## Okunacak metin:
Abaküs Yazılım
21. Hukuk Dairesi
Esas No: 2006/14803
Karar No: 2007/1120
Karar Tarihi: 01.02.2007

Yargıtay 21. Hukuk Dairesi 2006/14803 Esas 2007/1120 Karar Sayılı İlamı

21. Hukuk Dairesi         2006/14803 E.  ,  2007/1120 K.

    "İçtihat Metni"

    Mahkemesi     :  İstanbul 6.İş Mahkemesi
    Tarih               :  31.05.2006
    No                   : 1258-414  
                           
    Davacılar, murisinin iş kazası sonucu ölümünden doğan maddi ve manevi tazminatın ödetilmesine     karar verilmesini istemiştir.
    Mahkeme ilamında belirtildiği şekilde, isteğin kısmen kabulüne karar vermiştir.

## Yapılacaklar:
1/ İş kazası davasıyla ilgili Yargıtay kararında, kararı ilk veren mahkeme hangisi?
2/ İş kazası davasıyla ilgili Yargıtay kararını, son cümlesinden sonra kaldığı yerden sürdürün.

## Verilen malzeme:
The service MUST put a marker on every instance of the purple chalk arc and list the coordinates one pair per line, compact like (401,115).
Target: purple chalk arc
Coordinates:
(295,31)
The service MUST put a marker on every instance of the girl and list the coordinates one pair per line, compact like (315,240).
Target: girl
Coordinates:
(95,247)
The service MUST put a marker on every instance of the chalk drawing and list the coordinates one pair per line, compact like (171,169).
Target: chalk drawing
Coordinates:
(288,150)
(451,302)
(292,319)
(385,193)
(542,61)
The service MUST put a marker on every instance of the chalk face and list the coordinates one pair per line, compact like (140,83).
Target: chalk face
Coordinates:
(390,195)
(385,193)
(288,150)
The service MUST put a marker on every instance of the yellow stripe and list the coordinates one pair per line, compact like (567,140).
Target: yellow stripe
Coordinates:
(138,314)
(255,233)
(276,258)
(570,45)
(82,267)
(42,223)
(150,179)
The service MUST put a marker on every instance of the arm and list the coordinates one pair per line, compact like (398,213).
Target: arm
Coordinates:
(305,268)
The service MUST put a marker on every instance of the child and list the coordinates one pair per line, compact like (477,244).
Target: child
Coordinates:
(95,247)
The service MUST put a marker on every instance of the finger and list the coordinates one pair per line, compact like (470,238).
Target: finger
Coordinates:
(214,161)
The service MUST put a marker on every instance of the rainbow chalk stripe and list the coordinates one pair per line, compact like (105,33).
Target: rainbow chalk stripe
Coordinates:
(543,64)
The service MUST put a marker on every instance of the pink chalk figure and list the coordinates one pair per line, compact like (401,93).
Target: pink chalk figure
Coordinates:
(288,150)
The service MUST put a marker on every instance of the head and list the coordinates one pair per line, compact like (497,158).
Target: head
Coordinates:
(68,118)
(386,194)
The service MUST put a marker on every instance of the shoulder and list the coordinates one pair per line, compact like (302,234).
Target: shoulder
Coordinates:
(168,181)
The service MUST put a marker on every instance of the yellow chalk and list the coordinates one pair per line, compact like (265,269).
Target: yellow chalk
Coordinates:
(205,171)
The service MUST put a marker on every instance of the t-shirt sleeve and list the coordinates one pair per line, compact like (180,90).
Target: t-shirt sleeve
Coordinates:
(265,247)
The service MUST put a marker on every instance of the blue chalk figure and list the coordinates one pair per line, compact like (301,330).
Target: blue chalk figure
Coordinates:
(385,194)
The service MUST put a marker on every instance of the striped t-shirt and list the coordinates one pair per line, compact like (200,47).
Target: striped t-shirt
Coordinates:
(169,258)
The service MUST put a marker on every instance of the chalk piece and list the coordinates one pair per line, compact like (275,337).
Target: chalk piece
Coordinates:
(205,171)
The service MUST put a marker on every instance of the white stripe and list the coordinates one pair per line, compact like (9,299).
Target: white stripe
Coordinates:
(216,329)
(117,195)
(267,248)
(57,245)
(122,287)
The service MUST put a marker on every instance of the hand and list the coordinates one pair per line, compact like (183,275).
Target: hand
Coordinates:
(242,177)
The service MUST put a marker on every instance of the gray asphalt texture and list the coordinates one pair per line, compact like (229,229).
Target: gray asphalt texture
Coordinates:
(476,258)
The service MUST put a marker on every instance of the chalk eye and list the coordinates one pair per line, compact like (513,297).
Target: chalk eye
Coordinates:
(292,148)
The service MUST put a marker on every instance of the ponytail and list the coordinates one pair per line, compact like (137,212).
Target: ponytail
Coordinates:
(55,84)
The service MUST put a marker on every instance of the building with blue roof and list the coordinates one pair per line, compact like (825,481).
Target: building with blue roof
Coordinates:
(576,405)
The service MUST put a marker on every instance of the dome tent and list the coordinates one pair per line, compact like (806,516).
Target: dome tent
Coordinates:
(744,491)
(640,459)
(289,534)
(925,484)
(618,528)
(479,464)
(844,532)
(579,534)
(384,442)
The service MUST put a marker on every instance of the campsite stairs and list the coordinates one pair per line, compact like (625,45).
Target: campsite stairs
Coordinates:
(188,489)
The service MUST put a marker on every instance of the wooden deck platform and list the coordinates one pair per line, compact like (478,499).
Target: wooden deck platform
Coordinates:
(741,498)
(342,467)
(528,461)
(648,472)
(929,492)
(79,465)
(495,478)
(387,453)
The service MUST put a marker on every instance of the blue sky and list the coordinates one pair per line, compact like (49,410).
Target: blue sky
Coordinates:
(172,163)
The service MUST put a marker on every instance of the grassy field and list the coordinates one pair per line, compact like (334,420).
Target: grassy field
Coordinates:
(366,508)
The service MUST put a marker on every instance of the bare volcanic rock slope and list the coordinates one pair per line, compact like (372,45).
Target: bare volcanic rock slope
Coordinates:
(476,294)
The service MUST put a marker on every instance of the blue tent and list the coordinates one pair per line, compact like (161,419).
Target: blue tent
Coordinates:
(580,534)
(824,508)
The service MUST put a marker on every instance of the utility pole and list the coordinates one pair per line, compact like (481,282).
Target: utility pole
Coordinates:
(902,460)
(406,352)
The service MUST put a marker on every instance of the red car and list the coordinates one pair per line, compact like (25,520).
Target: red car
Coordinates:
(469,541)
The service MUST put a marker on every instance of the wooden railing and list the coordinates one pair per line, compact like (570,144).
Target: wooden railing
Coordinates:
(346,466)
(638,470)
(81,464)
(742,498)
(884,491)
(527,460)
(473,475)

## Beklenen sonuçlar:
1/ İstanbul 6. İş Mahkemesi.

2/
    Hükmün davalılardan G. Dış Tic. Ltd. Şti. vekili tarafından duruşmalı olarak temyiz edilmesi üzerine temyiz isteğinin süresinde olduğu anlaşıldıktan  ve Tetkik Hakimi tarafından düzenlenen raporla dosyadaki kağıtlar okunduktan ve temyiz konusu hükme ilişkin dava, Hukuk Usulü Muhakemeleri Kanununun 438. maddesinde sayılı ve sınırlı olarak gösterilen hallerden hiçbirine uymadığından Yargıtay incelemesinin duruşmalı olarak yapılmasına ilişkin isteğin reddine karar verildikten sonra işin gereği düşünüldü ve aşağıdaki karar tesbit edildi.
    1-Dosyadaki yazılara,kararın dayandığı delillere kanuni gerektirici sebeplere   göre  davalı G. Dış Ticaret Ltd.Şirketi vekilinin  aşağıdaki bentlerin kapsamı dışında kalan sair temyiz itirazlarının reddine.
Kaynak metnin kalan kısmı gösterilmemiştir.